(Data records)
━━━━━━━━━━━━━━━━━━━━

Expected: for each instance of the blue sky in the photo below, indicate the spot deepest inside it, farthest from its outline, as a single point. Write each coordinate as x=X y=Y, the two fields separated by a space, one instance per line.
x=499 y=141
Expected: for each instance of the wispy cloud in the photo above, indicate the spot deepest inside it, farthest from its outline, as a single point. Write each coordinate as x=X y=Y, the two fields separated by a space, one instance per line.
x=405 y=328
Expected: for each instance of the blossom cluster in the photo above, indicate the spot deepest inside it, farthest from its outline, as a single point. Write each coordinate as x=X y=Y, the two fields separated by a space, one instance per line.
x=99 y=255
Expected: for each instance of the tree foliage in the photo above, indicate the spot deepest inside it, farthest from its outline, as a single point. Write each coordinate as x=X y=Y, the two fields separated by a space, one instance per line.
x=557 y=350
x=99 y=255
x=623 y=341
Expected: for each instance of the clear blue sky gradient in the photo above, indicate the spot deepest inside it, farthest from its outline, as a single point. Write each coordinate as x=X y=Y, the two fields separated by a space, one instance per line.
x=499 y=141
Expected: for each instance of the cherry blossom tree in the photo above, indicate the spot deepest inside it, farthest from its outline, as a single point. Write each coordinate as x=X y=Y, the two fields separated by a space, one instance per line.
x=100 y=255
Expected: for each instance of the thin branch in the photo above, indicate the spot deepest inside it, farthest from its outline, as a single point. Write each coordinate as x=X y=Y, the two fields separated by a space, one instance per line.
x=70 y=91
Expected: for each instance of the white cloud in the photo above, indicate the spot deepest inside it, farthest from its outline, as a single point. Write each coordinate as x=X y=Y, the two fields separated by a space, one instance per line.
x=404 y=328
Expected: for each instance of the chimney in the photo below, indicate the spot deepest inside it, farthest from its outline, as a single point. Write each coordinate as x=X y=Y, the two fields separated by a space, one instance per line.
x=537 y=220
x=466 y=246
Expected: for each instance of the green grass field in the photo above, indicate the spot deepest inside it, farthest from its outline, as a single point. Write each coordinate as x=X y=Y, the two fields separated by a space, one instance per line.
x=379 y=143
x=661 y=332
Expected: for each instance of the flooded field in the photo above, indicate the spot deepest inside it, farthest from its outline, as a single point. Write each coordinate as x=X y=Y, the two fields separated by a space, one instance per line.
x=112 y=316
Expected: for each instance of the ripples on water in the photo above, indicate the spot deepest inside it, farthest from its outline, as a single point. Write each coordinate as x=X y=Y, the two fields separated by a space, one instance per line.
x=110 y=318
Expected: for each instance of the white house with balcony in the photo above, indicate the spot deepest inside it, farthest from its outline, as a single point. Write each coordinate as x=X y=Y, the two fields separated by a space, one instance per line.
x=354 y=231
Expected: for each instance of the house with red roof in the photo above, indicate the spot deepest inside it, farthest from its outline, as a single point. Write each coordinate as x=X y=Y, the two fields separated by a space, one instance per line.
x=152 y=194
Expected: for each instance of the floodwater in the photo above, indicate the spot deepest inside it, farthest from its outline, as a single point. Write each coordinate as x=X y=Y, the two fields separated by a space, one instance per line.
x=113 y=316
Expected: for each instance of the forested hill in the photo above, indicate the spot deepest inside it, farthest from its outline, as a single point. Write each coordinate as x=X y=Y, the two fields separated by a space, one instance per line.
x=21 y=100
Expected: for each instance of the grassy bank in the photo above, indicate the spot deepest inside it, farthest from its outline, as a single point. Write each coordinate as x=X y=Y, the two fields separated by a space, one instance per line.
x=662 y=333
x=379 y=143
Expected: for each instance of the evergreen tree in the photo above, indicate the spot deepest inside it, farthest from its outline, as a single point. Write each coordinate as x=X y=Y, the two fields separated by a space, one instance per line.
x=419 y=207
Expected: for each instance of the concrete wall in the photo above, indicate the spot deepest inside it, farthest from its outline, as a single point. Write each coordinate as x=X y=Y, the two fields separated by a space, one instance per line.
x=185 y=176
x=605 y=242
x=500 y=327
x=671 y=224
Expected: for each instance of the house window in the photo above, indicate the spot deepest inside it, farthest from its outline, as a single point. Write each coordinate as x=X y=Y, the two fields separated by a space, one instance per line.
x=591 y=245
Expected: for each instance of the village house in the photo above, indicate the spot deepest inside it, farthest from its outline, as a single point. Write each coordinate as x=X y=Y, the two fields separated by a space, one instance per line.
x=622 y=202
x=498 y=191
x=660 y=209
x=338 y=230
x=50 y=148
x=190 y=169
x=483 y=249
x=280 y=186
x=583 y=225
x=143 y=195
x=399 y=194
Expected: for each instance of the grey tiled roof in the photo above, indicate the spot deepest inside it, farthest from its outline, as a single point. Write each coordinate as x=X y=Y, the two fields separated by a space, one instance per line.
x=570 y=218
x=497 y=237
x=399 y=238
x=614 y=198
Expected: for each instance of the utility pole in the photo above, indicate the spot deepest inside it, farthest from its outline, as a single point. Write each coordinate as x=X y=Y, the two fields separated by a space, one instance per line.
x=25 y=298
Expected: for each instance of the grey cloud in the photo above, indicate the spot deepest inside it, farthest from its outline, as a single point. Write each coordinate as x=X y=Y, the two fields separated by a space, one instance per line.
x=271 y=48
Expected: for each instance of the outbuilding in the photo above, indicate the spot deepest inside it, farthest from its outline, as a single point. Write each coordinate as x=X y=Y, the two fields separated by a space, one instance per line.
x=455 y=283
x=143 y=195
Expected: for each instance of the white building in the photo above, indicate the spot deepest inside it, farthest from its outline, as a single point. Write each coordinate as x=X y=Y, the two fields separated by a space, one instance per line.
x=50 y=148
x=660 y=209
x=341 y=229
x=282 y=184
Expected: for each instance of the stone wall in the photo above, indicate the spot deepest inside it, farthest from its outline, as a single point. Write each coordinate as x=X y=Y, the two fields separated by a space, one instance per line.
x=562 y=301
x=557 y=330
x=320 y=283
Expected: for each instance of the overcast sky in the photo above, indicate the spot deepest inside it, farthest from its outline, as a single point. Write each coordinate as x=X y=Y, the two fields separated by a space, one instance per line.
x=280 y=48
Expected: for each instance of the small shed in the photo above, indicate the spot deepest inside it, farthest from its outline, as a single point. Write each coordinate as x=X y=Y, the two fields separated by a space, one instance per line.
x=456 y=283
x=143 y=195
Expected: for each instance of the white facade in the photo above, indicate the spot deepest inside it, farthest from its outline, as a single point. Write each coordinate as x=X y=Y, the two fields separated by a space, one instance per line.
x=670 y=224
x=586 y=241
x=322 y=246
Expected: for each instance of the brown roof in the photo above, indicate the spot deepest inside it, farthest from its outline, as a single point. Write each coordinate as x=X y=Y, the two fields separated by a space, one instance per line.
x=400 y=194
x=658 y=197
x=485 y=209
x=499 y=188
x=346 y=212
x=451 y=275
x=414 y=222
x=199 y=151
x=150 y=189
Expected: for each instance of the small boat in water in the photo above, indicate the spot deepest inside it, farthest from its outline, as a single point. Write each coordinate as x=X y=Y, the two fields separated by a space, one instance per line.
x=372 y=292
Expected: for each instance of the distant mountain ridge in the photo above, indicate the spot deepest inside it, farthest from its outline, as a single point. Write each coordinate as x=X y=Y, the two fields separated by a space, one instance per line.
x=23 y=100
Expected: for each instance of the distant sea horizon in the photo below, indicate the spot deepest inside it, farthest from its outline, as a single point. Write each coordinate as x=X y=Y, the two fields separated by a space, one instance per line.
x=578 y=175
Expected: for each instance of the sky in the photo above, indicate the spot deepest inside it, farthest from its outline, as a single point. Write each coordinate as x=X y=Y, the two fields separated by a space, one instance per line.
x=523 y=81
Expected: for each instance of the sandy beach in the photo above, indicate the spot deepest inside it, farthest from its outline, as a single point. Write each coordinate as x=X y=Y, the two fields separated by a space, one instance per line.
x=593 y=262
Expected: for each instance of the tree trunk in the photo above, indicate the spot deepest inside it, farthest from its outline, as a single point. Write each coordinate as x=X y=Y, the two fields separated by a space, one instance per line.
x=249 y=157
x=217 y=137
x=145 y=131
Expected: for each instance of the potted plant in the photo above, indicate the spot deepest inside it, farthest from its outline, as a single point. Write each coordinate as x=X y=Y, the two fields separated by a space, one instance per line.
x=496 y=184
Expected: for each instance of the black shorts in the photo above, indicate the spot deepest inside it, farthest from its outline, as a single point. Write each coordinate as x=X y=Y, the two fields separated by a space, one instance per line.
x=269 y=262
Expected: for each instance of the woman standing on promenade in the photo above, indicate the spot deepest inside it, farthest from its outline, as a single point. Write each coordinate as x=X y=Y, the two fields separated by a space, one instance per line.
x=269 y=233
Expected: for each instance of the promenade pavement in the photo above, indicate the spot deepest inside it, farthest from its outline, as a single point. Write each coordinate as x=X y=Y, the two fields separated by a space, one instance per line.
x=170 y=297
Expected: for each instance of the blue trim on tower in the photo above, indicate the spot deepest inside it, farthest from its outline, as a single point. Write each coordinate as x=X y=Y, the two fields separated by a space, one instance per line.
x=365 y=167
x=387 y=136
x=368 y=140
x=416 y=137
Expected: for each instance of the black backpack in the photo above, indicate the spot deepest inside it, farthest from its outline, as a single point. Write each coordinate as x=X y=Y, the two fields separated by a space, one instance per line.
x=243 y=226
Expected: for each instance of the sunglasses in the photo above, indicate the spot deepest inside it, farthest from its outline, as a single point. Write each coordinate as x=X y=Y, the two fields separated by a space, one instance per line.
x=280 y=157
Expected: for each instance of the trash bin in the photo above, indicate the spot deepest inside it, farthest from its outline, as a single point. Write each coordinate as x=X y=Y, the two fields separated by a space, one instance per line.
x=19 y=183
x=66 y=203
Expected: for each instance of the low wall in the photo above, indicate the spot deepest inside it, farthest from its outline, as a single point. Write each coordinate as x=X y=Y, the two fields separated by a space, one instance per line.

━━━━━━━━━━━━━━━━━━━━

**WHAT YOU HAVE TO DO:**
From the line with "Expected: for each instance of the sunglasses" through the last line of the records, set down every line exactly as written and leave out all others.

**RESPONSE BOX:**
Expected: for each instance of the sunglasses in the photo above, indicate the spot deepest inside it, farthest from its outline, as a single point. Write each coordinate as x=X y=Y, the two fields separated by a space, one instance per line.
x=280 y=157
Expected: for each instance of the trash bin in the photo above, indicate the spot deepest inside it, farthest from its outline, as a single point. Write each coordinate as x=X y=Y, the two fields separated by a space, one instance per line.
x=19 y=183
x=66 y=203
Expected: for each instance of the low wall in the photo above, indicate the spot deepest inside it, farthest from its outline, as a single point. Write each coordinate as x=X y=Y, the two fields separated by a space, one instance per line.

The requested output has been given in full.